**WHAT NEEDS TO BE DONE**
In the stone texture tutorial, rewrite the stretch from "Step 3: Creating" through "put those dots!", swapping "brush size" for "brush diameter".

**SUPPLIED TEXT**
━━━━━━

Photoshop Stone Texture Designing

Create Fantastic Stone Textures in Photoshop

The Final Image

This is what we will be creating:
Stone Texture: Final Image

Step 1: Setting Up the Document

Create a new Photoshop Document (File>New) at any size with a black background. For this tutorial, I created one 550px x 300px (72 dpi).
Document with Black Background

Step 2: Making Dots

Make sure your foreground color is set to white. Now, select a nice-sized brush and set its hardness to 100% (To find the hardness slider, just open the Brush Preset picker by clicking on the brush icon at the top of the screen, right below the main menu bar). Start making dots.
White Dots

Step 3: Creating More Dots

Use the ‘[' and ']‘keys to change the brush size up or down and continue to fill in the dots until they take up the entire document.
White Dots
Keep Going…
More White Dots

Watch where you put those dots!

━━━━━━

**Point-based annotation data**
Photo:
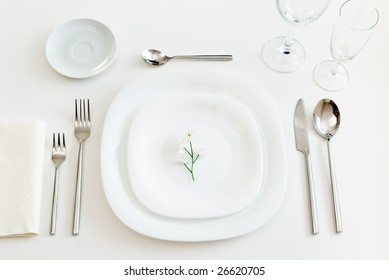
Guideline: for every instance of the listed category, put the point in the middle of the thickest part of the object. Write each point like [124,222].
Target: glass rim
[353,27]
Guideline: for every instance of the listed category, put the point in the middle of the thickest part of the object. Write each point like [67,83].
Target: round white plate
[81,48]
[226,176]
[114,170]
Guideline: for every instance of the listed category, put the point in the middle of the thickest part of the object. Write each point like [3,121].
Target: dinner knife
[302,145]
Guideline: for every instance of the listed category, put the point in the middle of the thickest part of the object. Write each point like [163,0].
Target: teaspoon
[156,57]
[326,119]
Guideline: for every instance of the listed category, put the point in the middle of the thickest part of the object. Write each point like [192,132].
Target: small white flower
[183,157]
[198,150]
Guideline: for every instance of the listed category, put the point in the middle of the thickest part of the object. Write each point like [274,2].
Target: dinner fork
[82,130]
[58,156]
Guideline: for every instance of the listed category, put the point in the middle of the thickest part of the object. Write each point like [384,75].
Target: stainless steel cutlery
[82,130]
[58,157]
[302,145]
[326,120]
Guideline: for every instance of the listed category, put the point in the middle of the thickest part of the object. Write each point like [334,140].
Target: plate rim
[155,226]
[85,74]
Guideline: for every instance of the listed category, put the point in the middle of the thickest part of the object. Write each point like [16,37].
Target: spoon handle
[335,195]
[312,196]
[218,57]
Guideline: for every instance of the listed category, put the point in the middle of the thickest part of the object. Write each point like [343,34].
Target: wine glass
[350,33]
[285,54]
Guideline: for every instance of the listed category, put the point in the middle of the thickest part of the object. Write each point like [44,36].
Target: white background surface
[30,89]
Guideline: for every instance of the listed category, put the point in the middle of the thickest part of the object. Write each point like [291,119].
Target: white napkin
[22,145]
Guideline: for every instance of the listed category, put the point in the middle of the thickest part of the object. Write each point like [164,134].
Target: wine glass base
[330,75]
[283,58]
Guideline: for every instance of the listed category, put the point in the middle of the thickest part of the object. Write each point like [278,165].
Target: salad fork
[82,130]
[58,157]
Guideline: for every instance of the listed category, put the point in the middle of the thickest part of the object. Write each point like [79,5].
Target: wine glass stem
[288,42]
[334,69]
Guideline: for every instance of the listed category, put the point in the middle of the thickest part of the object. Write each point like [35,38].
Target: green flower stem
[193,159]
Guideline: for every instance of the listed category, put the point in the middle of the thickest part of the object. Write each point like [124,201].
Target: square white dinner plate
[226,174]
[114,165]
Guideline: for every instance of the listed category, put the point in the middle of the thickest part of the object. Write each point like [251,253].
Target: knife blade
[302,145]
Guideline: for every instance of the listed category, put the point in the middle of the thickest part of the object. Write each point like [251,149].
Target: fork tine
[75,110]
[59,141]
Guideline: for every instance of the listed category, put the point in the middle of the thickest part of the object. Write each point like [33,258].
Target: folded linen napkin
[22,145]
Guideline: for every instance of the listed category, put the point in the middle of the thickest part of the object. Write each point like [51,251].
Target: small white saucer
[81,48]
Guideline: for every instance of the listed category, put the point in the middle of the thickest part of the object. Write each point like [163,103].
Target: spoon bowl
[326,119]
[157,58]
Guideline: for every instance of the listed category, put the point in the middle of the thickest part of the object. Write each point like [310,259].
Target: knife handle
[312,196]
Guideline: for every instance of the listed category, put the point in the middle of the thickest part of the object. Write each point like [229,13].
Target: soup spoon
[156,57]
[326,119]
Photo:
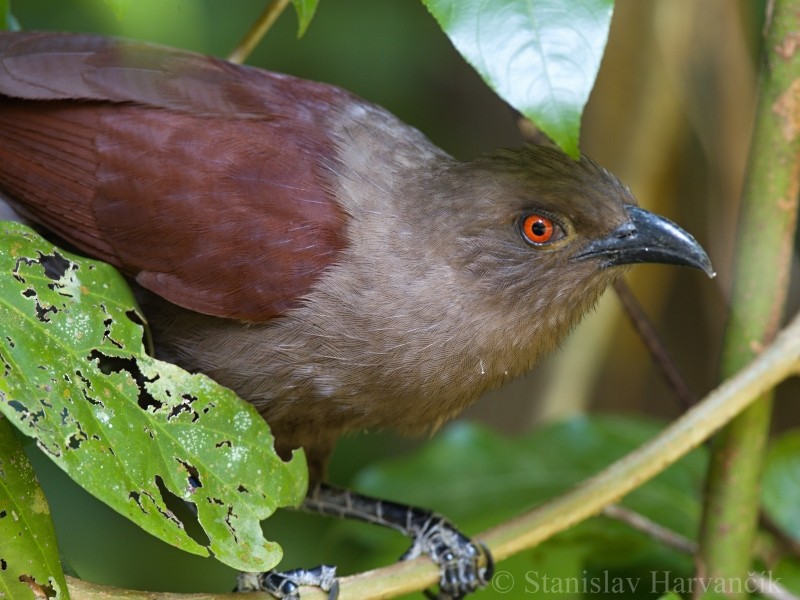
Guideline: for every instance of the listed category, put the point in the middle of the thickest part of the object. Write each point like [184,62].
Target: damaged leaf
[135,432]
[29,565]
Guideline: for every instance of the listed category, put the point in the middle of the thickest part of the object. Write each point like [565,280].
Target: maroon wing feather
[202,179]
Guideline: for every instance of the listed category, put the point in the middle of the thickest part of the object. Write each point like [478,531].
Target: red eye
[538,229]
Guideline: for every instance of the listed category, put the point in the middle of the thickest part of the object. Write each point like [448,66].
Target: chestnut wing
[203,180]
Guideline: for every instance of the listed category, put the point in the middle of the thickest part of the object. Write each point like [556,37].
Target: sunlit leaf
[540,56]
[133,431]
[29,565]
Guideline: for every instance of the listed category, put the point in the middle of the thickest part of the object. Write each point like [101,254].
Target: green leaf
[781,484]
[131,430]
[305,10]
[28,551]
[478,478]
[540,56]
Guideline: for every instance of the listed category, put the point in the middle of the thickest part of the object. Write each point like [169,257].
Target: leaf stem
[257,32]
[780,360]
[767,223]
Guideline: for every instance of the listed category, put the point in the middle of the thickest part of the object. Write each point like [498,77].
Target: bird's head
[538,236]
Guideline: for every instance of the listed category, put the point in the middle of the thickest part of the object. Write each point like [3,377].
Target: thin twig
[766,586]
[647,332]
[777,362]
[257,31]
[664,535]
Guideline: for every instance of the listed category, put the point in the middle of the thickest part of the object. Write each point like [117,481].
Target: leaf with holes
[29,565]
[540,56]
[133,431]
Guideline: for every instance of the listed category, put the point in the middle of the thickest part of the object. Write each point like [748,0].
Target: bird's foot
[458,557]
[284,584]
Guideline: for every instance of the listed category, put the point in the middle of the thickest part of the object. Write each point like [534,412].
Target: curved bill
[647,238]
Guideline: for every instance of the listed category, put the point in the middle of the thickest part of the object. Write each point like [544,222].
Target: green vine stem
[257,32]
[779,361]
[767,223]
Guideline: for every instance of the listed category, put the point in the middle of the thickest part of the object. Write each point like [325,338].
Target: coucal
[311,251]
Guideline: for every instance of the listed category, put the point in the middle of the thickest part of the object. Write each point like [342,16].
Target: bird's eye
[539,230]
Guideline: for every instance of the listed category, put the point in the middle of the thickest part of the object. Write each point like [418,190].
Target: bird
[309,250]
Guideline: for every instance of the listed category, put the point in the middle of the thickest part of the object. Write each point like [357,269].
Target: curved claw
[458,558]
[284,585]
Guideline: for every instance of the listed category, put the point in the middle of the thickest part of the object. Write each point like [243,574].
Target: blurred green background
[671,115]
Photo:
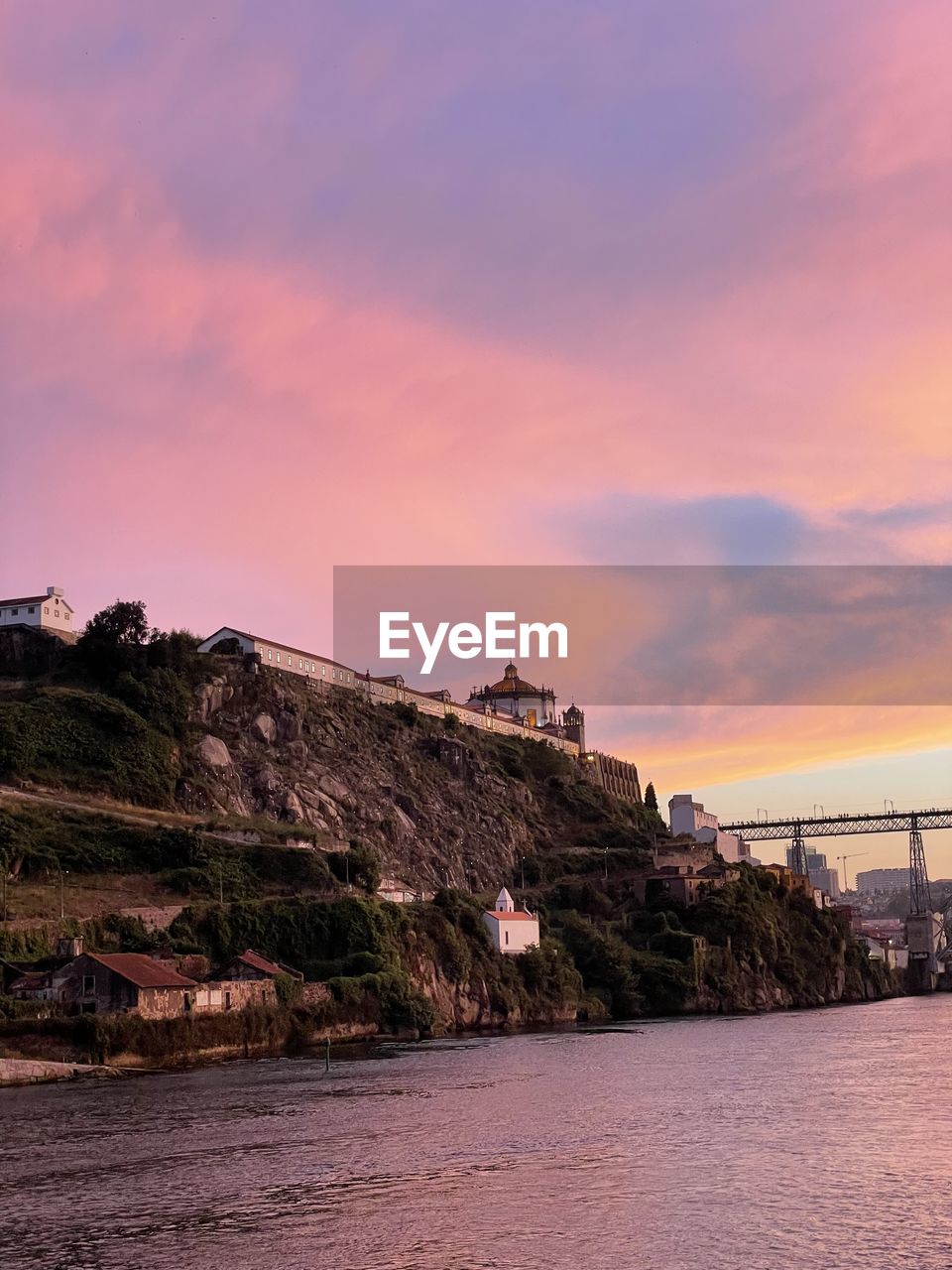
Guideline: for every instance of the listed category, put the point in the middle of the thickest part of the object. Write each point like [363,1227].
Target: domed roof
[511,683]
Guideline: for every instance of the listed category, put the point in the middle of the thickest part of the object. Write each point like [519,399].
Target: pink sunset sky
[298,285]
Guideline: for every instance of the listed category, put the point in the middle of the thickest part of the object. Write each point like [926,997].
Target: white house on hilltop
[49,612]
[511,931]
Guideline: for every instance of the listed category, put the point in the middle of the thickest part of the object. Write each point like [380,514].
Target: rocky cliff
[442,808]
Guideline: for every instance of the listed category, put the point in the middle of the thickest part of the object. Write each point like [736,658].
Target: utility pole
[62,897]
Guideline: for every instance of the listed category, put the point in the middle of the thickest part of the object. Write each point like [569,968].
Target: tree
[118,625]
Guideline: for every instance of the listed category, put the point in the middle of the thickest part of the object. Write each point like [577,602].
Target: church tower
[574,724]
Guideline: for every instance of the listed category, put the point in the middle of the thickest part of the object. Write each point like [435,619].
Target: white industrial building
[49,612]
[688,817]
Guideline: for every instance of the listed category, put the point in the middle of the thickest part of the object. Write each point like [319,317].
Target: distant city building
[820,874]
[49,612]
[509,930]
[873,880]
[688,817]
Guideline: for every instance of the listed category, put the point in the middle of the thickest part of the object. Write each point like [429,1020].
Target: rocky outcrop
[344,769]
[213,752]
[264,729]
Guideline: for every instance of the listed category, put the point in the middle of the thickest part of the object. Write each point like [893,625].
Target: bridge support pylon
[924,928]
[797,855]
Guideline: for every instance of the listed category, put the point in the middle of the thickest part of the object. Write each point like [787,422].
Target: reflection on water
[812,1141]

━━━━━━

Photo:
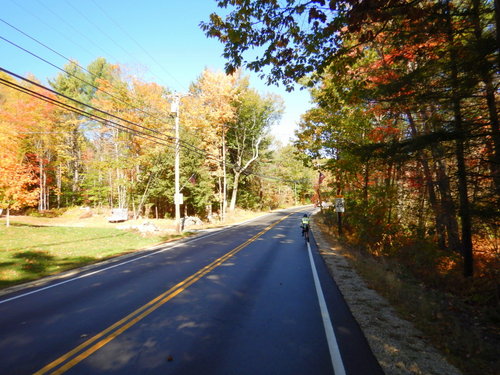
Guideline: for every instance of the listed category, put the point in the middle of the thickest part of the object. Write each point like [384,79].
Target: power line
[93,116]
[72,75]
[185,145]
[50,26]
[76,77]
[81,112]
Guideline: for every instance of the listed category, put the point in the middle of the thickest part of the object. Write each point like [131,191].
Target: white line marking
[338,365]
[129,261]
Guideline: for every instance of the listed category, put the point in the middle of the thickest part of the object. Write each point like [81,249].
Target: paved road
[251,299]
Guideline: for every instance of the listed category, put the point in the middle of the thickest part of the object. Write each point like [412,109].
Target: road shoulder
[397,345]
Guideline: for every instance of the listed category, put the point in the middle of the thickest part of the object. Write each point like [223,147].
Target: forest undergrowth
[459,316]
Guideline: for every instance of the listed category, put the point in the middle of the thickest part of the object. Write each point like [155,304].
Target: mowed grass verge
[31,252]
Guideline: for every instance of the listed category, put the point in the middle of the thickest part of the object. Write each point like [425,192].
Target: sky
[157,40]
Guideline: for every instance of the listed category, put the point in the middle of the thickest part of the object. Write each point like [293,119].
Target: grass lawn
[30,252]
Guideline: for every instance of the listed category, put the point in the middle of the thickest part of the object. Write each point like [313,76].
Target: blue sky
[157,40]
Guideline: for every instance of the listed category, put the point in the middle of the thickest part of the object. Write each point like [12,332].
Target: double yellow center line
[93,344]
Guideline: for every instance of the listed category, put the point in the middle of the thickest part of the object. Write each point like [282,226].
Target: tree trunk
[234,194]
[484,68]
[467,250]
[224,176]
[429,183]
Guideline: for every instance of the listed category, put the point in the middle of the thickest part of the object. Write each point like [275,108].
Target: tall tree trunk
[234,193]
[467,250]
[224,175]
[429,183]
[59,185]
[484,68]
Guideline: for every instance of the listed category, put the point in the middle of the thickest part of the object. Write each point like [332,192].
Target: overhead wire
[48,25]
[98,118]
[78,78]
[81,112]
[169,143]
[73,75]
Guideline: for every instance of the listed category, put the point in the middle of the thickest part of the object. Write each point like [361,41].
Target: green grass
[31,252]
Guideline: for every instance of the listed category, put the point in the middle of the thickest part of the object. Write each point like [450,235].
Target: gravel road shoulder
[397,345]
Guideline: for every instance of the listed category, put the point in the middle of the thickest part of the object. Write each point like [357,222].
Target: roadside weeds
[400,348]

━━━━━━

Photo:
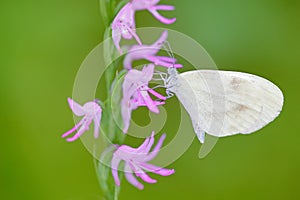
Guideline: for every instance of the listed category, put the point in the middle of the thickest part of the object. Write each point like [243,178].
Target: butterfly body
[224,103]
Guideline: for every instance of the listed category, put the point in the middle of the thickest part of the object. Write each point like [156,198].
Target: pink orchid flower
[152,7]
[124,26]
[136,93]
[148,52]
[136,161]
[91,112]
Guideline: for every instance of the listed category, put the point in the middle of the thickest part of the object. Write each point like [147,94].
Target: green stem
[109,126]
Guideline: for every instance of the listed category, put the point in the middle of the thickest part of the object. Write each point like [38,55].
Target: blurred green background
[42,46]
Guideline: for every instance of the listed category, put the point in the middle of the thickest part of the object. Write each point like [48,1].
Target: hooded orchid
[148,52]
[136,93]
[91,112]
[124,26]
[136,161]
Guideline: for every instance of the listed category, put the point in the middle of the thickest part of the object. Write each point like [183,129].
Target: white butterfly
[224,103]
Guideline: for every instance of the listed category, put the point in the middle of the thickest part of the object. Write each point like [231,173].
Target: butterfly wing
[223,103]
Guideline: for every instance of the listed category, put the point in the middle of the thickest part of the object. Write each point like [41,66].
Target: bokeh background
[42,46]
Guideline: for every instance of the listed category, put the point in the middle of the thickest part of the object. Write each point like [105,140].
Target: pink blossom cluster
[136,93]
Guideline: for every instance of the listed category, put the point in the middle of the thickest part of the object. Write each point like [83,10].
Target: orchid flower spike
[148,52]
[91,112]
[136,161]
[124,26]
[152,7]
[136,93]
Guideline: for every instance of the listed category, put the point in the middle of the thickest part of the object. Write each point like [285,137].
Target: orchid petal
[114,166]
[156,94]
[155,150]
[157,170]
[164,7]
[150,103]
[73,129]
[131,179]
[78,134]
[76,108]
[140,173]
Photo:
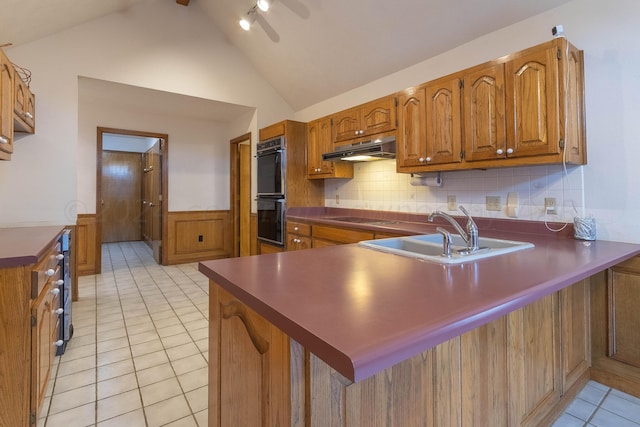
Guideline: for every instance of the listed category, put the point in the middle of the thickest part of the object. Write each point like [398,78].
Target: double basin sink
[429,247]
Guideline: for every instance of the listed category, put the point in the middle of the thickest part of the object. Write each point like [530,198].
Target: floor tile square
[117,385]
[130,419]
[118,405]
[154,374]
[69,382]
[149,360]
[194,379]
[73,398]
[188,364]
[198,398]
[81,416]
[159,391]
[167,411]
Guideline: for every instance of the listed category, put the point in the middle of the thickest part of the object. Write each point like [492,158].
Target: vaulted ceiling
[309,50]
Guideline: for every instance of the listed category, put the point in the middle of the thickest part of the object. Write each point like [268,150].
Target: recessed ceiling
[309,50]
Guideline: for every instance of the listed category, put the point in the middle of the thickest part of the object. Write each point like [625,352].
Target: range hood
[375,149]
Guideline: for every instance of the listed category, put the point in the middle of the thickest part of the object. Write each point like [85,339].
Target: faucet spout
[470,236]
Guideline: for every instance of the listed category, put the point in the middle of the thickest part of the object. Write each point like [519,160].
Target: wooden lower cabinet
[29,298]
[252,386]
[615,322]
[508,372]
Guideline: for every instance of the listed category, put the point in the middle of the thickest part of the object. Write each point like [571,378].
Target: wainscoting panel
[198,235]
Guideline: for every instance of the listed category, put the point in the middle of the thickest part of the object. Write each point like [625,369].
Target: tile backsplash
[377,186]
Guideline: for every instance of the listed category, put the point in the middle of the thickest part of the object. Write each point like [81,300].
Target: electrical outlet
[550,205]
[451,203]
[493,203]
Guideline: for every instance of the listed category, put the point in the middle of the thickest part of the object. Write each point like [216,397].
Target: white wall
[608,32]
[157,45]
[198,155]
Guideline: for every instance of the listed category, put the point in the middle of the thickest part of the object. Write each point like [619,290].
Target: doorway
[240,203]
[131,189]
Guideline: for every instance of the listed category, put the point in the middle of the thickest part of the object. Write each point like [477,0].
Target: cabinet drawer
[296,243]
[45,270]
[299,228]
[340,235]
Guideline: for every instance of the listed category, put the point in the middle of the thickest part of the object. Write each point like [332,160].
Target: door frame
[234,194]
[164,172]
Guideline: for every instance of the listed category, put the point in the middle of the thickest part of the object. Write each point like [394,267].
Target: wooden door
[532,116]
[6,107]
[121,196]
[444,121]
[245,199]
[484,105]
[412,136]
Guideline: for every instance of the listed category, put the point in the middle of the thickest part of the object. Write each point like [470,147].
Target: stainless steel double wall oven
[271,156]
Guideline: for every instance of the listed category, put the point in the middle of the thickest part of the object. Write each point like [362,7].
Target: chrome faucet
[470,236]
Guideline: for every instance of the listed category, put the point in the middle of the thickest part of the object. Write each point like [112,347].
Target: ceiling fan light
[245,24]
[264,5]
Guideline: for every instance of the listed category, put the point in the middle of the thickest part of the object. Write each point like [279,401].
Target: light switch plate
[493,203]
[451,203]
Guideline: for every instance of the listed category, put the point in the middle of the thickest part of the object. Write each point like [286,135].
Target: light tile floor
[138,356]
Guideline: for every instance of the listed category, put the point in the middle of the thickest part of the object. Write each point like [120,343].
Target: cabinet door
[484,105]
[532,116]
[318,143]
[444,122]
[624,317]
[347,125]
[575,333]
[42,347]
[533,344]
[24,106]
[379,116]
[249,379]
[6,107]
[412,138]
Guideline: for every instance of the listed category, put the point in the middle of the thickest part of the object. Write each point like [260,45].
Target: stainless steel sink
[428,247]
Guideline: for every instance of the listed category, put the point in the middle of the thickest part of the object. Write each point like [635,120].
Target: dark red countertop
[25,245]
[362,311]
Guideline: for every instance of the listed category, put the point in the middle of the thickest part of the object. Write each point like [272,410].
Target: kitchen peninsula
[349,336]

━━━━━━

**REPLY**
Step 3: Creating More Dots

Use the ‘[' and ']‘keys to change the brush diameter up or down and continue to fill in the dots until they take up the entire document.
White Dots
Keep Going…
More White Dots

Watch where you put those dots!